**Exercise objective:**
What follows is a listing; restate all of it word for word.
- - -
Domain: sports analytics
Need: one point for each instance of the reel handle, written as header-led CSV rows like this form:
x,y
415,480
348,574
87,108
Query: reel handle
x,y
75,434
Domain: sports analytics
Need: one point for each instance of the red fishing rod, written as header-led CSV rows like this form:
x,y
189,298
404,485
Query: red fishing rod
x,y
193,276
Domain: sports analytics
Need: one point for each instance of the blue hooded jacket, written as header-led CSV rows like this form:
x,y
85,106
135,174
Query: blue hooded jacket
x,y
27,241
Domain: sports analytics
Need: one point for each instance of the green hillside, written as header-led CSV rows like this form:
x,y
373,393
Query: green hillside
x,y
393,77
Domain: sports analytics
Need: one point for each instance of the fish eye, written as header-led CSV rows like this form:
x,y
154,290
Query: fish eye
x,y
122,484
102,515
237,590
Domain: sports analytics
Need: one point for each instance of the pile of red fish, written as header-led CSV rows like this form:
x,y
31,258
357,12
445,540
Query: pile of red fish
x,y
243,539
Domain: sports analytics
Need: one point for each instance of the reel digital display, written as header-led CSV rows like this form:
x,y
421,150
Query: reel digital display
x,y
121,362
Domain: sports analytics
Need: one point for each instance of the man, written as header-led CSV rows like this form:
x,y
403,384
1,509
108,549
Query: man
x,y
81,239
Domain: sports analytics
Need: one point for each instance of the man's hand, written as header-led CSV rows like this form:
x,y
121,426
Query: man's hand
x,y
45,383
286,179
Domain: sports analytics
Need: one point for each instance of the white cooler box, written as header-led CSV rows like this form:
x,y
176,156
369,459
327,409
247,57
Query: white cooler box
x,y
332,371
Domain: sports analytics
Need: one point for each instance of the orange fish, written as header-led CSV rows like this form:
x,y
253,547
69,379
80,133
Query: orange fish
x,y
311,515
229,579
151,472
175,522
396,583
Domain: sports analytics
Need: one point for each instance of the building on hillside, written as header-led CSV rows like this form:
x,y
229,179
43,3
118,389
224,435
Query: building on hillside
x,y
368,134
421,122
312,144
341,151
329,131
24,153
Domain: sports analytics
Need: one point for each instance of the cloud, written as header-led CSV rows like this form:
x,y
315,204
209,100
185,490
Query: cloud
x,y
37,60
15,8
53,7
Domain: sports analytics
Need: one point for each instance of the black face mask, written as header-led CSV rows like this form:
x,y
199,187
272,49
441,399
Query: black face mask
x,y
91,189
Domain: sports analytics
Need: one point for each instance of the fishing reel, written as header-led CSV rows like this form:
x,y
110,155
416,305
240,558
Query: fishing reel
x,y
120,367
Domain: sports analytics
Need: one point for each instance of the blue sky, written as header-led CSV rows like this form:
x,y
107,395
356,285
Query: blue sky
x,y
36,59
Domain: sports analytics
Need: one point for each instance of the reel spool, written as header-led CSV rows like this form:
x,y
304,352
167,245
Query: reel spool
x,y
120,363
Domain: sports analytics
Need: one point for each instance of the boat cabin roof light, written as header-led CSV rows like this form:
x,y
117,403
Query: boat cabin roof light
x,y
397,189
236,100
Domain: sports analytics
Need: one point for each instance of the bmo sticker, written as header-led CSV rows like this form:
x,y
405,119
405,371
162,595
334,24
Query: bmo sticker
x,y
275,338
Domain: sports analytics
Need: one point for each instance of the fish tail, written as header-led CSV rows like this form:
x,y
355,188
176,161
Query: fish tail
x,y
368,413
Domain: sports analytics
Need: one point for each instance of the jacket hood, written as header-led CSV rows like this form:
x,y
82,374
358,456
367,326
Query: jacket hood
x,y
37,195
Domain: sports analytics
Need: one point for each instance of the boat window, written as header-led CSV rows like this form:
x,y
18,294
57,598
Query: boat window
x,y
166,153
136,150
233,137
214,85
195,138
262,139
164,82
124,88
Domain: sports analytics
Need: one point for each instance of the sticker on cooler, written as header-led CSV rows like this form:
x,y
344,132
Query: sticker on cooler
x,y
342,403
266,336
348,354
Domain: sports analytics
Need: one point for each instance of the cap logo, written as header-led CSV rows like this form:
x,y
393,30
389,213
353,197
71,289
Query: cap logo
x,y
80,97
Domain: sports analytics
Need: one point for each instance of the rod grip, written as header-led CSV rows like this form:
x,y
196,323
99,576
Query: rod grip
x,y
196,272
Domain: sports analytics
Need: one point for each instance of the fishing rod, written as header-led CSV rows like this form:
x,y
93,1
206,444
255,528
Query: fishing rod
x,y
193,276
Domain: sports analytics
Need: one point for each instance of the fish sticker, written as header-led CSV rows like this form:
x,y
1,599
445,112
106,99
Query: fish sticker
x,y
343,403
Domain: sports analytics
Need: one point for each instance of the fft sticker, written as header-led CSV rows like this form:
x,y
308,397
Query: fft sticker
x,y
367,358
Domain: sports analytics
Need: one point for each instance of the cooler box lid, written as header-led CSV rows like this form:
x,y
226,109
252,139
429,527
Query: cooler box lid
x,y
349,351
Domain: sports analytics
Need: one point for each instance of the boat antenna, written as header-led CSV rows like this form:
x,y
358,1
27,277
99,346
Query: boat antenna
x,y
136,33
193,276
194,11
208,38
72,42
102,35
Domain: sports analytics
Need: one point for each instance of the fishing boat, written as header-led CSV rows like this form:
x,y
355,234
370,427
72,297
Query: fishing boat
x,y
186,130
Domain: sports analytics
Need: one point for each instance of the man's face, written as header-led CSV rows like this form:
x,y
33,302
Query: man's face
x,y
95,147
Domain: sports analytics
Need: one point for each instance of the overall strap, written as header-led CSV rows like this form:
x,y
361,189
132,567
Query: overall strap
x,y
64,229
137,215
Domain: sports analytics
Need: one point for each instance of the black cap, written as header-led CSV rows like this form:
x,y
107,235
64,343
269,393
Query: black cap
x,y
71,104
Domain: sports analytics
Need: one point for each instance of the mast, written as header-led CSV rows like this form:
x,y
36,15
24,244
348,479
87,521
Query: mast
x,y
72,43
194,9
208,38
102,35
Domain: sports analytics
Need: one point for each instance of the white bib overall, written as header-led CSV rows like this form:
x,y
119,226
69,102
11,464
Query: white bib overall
- - -
**Written reply:**
Domain: sports analytics
Need: one point for each instance of the reel handle, written as header-led CSV rows like this form:
x,y
415,480
348,574
87,108
Query: reel handle
x,y
75,434
Domain: sports analytics
Need: one point for each instance of the red fishing rod, written as header-led CSV rows like this form:
x,y
189,298
404,485
Query: red fishing rod
x,y
193,276
Domain: sports analytics
Need: one point for each instance of the blue hooded jacket, written as header-led CSV rows like this form:
x,y
85,106
135,174
Query: blue hooded jacket
x,y
27,241
Domain: sports analytics
Need: one point for each instance of the green hillside, written as header-led CSV rows like this form:
x,y
373,393
Query: green hillside
x,y
393,77
Domain: sports analytics
Need: one point for each instance of the fish eye, written as header-led CSV rows like this form:
x,y
154,290
Query: fish eye
x,y
122,484
102,515
237,590
Domain: sports analytics
Need: one point for each instance of the pile of red fish, written as header-led CSV rows like this form:
x,y
31,258
357,12
445,540
Query: pile of red fish
x,y
243,539
Domain: sports analytics
Need: one point for each instance of the reel digital display, written as header-led CSV rows like this form:
x,y
421,150
Query: reel digital display
x,y
121,362
Domain: sports analytics
Need: one point for each instance of the man, written as header-led CSV rows like this form:
x,y
403,384
1,509
108,549
Query: man
x,y
81,239
Domain: sports analytics
Need: one point for each instance of the man's hand, written as header-led CSV rows like this form:
x,y
121,426
Query: man's hand
x,y
45,383
286,179
Domain: sports analytics
Need: one point for each instance of the white cooler box, written as header-led CSV rows like this form:
x,y
176,156
369,459
327,409
247,57
Query: white cooler box
x,y
332,371
Domain: sports analytics
Need: one point for each instance of the orange fish, written as header-led CSV rows like this form:
x,y
253,547
69,379
80,133
Query: orange fish
x,y
311,515
229,579
151,472
175,522
396,583
Domain: sports analytics
Need: one point for each instance of the building on hillside, written as header-led CSV rows like this form:
x,y
229,179
43,3
118,389
224,435
Query: building on hillside
x,y
368,134
421,122
312,144
341,151
329,131
24,153
Domain: sports analytics
Need: one point for each instance of the cloud, written as header-led CSV rows like this form:
x,y
315,204
209,100
185,490
Query: cloud
x,y
37,60
15,8
53,7
Domain: sports analytics
Need: one point for each instance of the black face mask, written as header-led CSV rows like this form:
x,y
199,187
272,49
441,399
Query: black face mask
x,y
91,189
Domain: sports analytics
Need: one point for each instance of the fishing reel, written as header-led CSV rows like this form:
x,y
110,155
416,305
240,558
Query: fishing reel
x,y
120,367
Domain: sports analytics
Need: one point for each instance of the blue sky, written as header-led CSV rows like this form:
x,y
107,395
356,285
Query: blue sky
x,y
36,59
Domain: sports analytics
Need: one point for each instance of the reel spool, written as header-led CSV rows like this form:
x,y
304,352
167,245
Query: reel spool
x,y
120,363
Domain: sports analytics
Need: one point for each instance of the boat cabin roof light, written as header-led CSV rows like this form:
x,y
117,403
Query: boat cabin roof light
x,y
397,189
236,100
Domain: sports analytics
Need: one point for each instance of the bmo sticker, written as header-led CSV rows like this form:
x,y
405,119
405,371
162,595
334,24
Query: bmo sticker
x,y
275,338
Domain: sports analytics
Need: one point for each instance of the fish tail, written as header-led CSV rows like this form:
x,y
355,188
176,161
Query: fish tail
x,y
368,413
Domain: sports analytics
Need: one point for each instance of the jacket hood, written as header-led CSV rows like this form:
x,y
82,374
358,456
367,326
Query: jacket hood
x,y
37,195
Domain: sports analytics
Need: one point for each instance of the boat window, written as header-led CSV rows like this form:
x,y
18,294
57,598
Query: boat window
x,y
166,153
136,150
233,137
214,85
195,138
262,139
164,82
124,88
Domain: sports analytics
Need: one point for each instance of the sticker on cooler, written as header-led CSV rows like this form:
x,y
344,132
Query: sticker on cooler
x,y
342,403
266,336
348,354
Domain: sports analytics
Need: one point for each instance of the cap logo, written as header-led CSV rows like this form:
x,y
393,30
389,213
353,197
71,289
Query: cap logo
x,y
80,97
Domain: sports analytics
Need: one point for each instance of the rod grip, written as header-led CSV rows like this form:
x,y
196,323
99,576
Query: rod grip
x,y
196,272
Domain: sports analytics
Need: one point for each instance of the fishing rod, written as header-led CSV rows like this form:
x,y
93,1
206,444
255,528
Query: fishing rod
x,y
193,276
Domain: sports analytics
Need: one point for each instance of the fish sticker, written as header-led CSV rows like this form:
x,y
1,599
445,112
106,99
Query: fish sticker
x,y
343,403
Domain: sports analytics
Need: one point for each instance of the fft sticker, written as header-led CSV rows like this form:
x,y
308,397
Query: fft sticker
x,y
367,358
Domain: sports analytics
Need: one point for each instance of the cooler box lid, written as header-led CSV rows like this form:
x,y
226,109
252,139
429,527
Query: cooler box lid
x,y
349,351
Domain: sports analytics
Need: one point for each instance of the boat antenna, written as header-led CSV rows like this form:
x,y
358,1
27,277
99,346
Query: boat antenna
x,y
136,33
193,276
194,11
208,38
72,42
102,35
Domain: sports analytics
Need: one point for each instance of the fishing boat, written as header-led CSV rows like this form:
x,y
355,234
370,427
72,297
Query: fishing boat
x,y
186,130
Domain: sports analytics
Need: one point for each instance of the man's face, written as header-led CSV rows like this form:
x,y
33,302
Query: man's face
x,y
95,147
Domain: sports analytics
Need: one point for each instance of the overall strap, written as header-led CSV rows like this form:
x,y
361,189
132,567
Query: overall strap
x,y
64,229
137,215
Domain: sports analytics
Need: one point for each instance of the black cap, written as header-led CSV rows like this form:
x,y
107,235
64,343
269,393
Query: black cap
x,y
71,104
Domain: sports analytics
Need: one point for each instance of the mast, written as header-led CSV rows like this form:
x,y
36,15
24,244
348,479
87,521
Query: mast
x,y
72,43
194,9
208,38
102,35
Domain: sports analytics
Need: one point for each instance of the white bib overall, written as header-led CSV rows like this form:
x,y
119,226
69,102
11,464
Query: white bib overall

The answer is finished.